READING PASSAGE:
Placing the Public in Public Health – the project book!

THE PROJECT BOOK IS OUT!

Placing the Public in Public Health in Post-War Britain, 1948–2012 is out and available in all good university bookshops, online, & to download Open-access.

The book, like many of the outputs produced by the Placing the Public team, was co-authored, with case studies and analysis provided by Alex Mold, Peder Clark, Gareth Millward & Daisy Payling.

 

 

Divided into four succinct chapters (which can all be downloaded individually as needed), the book tackles some the key questions which our team has been pondering for a while, asking who and what the public in public health actually is. To get at some answers the book asks: What was the place of the public/publics in public health in post-war Britain? How did this change over time, and why does this matter? How were publics imagined and responded to by the state? What was the role of the public in safeguarding its own health, and what was that of the state or other actors? How did different publics respond to state public health efforts?

TASK DETAILS:
Resume the announcement of the book on the public in post-war British public health, picking up after its final sentence.

DATA SHOWN:
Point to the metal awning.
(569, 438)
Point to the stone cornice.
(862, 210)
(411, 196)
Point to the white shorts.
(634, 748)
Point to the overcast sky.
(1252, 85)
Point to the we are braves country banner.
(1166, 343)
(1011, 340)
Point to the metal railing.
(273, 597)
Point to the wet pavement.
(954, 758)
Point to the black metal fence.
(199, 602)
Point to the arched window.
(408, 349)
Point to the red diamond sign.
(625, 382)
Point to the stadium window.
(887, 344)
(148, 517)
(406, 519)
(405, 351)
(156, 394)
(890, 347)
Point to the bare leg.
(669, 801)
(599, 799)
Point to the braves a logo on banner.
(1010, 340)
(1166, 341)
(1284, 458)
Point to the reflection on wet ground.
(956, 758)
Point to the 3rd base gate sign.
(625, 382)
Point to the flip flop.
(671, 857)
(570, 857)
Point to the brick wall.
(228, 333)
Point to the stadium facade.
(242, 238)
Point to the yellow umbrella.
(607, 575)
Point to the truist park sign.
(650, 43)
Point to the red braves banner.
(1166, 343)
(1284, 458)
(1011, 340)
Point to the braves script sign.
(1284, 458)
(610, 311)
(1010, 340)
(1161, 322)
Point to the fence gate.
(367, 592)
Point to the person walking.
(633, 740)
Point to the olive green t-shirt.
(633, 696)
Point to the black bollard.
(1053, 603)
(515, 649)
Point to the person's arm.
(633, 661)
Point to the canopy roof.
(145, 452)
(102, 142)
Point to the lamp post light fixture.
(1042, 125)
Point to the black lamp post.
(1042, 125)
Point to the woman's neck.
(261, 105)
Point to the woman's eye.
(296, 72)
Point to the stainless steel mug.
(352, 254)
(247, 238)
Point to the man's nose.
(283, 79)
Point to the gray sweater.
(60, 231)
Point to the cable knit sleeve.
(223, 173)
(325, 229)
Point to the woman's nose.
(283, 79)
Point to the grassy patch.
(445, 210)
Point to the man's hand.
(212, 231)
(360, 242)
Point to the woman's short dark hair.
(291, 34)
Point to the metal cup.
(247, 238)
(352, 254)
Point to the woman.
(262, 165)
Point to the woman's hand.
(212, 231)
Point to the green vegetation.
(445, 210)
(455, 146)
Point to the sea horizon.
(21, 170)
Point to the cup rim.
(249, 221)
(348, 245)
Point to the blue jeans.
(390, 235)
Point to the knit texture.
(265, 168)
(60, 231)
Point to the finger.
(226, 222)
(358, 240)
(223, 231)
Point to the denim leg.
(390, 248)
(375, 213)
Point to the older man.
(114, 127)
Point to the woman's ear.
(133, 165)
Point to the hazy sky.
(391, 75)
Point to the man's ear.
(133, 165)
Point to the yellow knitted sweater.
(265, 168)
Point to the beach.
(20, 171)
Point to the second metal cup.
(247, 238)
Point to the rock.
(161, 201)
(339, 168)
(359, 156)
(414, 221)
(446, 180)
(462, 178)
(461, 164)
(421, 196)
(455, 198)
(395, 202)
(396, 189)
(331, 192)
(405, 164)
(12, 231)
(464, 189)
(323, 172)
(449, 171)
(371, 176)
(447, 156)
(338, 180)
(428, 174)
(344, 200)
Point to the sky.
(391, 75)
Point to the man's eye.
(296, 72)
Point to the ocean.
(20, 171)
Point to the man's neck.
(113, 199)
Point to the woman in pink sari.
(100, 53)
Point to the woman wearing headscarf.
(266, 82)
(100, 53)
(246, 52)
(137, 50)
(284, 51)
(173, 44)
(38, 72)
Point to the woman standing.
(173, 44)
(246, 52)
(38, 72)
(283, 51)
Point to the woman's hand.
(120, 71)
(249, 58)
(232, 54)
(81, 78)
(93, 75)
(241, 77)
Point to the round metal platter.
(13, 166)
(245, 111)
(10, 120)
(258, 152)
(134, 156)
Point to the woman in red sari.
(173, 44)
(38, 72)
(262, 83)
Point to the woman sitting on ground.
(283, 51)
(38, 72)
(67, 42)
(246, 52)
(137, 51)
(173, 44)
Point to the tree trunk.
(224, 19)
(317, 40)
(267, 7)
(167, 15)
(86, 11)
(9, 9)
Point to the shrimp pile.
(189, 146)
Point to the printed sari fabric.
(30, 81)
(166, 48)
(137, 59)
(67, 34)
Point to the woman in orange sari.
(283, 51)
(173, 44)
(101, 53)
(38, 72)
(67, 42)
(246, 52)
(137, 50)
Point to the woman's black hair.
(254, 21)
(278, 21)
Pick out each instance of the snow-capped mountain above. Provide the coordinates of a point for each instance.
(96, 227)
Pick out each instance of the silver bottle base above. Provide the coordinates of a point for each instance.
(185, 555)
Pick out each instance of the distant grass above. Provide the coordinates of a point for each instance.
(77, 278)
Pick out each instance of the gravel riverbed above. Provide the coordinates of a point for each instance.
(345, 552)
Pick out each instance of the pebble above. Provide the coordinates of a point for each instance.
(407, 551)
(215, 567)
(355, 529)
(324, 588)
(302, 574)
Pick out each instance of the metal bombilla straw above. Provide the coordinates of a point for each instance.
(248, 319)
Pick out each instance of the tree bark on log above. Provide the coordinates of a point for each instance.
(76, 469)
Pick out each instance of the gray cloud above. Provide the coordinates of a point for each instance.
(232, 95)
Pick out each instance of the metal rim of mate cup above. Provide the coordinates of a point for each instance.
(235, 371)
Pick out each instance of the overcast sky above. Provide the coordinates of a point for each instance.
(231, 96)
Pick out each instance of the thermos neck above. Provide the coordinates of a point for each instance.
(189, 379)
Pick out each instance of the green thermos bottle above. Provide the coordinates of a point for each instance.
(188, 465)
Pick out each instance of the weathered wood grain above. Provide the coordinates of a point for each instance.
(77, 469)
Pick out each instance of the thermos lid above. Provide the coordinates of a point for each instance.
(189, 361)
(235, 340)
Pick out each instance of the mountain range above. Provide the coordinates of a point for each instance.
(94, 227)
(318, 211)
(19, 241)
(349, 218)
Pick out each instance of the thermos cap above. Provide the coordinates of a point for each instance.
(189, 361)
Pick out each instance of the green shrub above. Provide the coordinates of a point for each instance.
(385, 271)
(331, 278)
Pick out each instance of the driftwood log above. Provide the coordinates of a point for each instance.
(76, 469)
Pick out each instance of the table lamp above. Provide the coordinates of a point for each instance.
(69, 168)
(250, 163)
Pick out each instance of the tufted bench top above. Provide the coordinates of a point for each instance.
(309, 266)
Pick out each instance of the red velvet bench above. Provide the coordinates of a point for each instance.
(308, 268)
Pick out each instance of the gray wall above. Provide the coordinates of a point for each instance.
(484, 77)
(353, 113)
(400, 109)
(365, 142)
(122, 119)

YOUR RESPONSE:
These questions are answered by drawing on the team’s historical research, which has examined the place of the public in public health in Britain from the establishment of the National Health Service in 1948 to the ‘return’ of public health services to local government in 2012.

The result is four chapters, The Public and Public Health, Imagining Publics, Speaking Back, and Changing Publicness. Drawing on a wide range of primary sources the chapters focus on the changing nature of health education; the public health survey; the response to heart disease; and the development of vaccination policy and practice. These examples were selected as they encompass the key technologies and techniques of public health practice and research, as well as some of the main challenges to population and individual health.

The book was published by Palgrave Macmillan as part of their Medicine and Biomedical Sciences in Modern History series, and is freely available open-access due to the generous support of the Wellcome Trust.